◆ **Source document**

Merrill visits Morgan County ahead of absentee ballot deadline
Alabama Secretary of State John H. Merrill made stops in Morgan County Wednesday to speak to Alabama voters and raise awareness about voter deadlines ahead of the Nov. 2 general election.
Today is the last day voters in Alabama can apply for an absentee ballot and those who choose to vote absentee have until the close of business Nov. 2 to hand-deliver their ballots to the Morgan County Board of Registrars.
“The last day the ballot can be received in the mail is Nov. 3 by noon,” Merrill said, adding those deadlines are set by law.
Promoting voter registration through education and orientation are Merrill’s goals, and spreading that message is what brought him to the Tennessee Valley, he said.
“Now it’s voter participation since the registration deadline was Oct. 19,” he said.

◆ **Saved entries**
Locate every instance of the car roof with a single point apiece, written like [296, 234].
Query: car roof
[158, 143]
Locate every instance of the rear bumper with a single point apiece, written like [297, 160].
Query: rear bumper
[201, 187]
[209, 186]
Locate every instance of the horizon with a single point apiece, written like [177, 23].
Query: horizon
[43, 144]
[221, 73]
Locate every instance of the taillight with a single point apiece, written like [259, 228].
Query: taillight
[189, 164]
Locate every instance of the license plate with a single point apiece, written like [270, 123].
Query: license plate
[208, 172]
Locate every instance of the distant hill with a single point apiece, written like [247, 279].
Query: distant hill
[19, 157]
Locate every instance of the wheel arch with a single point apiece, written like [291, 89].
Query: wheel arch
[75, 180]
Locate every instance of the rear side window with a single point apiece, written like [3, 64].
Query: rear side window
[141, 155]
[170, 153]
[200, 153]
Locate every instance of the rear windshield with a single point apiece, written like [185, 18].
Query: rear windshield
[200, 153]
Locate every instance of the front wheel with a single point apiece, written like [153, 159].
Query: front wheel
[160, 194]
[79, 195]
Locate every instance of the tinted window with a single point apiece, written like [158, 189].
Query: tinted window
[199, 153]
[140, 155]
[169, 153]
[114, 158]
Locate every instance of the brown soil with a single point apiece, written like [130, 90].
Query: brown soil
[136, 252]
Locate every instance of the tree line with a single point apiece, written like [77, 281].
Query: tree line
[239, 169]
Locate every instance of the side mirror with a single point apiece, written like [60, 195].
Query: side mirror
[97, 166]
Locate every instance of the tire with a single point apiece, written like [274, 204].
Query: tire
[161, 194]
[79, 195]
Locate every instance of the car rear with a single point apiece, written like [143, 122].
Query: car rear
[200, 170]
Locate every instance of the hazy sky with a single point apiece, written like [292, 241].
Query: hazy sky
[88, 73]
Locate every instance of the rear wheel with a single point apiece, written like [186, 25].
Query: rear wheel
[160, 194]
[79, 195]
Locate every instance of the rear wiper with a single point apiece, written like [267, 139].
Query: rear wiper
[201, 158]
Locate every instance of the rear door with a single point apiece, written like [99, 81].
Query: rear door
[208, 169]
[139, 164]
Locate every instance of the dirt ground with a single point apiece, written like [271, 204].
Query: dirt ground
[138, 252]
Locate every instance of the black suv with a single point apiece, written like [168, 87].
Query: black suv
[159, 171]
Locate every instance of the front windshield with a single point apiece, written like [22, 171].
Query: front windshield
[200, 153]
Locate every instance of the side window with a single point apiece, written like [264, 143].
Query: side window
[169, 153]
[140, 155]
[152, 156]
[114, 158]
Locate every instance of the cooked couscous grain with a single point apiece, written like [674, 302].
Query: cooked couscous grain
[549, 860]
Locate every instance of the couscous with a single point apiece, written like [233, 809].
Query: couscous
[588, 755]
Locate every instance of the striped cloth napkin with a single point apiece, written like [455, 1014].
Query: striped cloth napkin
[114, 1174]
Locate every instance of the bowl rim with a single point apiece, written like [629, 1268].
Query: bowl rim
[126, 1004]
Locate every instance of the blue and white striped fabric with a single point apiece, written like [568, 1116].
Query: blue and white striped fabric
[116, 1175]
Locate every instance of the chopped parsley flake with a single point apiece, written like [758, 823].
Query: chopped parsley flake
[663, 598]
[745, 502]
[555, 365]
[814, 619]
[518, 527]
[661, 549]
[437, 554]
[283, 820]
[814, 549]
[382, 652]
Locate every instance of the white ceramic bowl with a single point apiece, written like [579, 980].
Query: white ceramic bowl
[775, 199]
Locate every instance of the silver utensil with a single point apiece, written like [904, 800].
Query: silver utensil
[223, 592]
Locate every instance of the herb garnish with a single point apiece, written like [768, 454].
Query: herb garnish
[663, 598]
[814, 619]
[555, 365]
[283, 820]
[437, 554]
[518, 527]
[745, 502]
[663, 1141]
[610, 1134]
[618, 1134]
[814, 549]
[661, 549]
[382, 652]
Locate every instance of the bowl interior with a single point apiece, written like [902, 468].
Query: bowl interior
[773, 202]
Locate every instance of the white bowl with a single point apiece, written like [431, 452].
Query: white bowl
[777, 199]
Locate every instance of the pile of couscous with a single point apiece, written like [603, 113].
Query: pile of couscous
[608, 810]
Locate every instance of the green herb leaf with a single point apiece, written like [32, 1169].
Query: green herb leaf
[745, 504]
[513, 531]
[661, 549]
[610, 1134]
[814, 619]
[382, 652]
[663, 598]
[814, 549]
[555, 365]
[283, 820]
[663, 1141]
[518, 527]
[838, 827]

◆ **What this exercise asks**
**1)** In the article about Merrill's Morgan County visit, condense the paragraph beginning "Today is the last day voters in Alabama" into a short bulleted list that keeps its main facts.
**2)** According to the article about Merrill's Morgan County visit, when was the voter registration deadline?
**3)** Pick up the article about Merrill's Morgan County visit after its final sentence and carry it on for another paragraph or two.

◆ **Written responses**
**1)**
- Today is the last day Alabama voters can apply for an absentee ballot.
- Absentee voters can hand-deliver their ballots to the Morgan County Board of Registrars until the close of business Nov. 2.

**2)** Oct. 19.

**3)**
“We’ve broken every record in the history of the state for voter registration – we’re continuing to break records on voter participation and we’ll do it again next Tuesday,” Merrill said. “It’s not like most Republicans are recognized for increasing voter role numbers, but we’ve done it and I’m very proud of it because it means more Alabamians are able to participate in the process.”
Merrill said 1,734,767 new voters have registered in Alabama since he took office in January 2015.
“Those numbers are unprecedented and unparalleled in the history of Alabama and per capita, no state in the Union can match those numbers within that same period of time. What I’ve been trying to do is just spread the message and the word about what we’re doing to try to get more people involved,” he said.
Merrill said Alabama has a total of 3,706,736 registered voters out of a total population of 4.8 million people, a number he expects to rise once the 2020 Census results are calculated.
The number of people applying for and returning absentee ballots in this election cycle is also breaking records, according to Merrill.
“We have had 301,000 people apply for absentee ballot applications and we’ve had 240,000 ballots successfully returned,” he said, noting those numbers more than doubled the previous record set in 2012.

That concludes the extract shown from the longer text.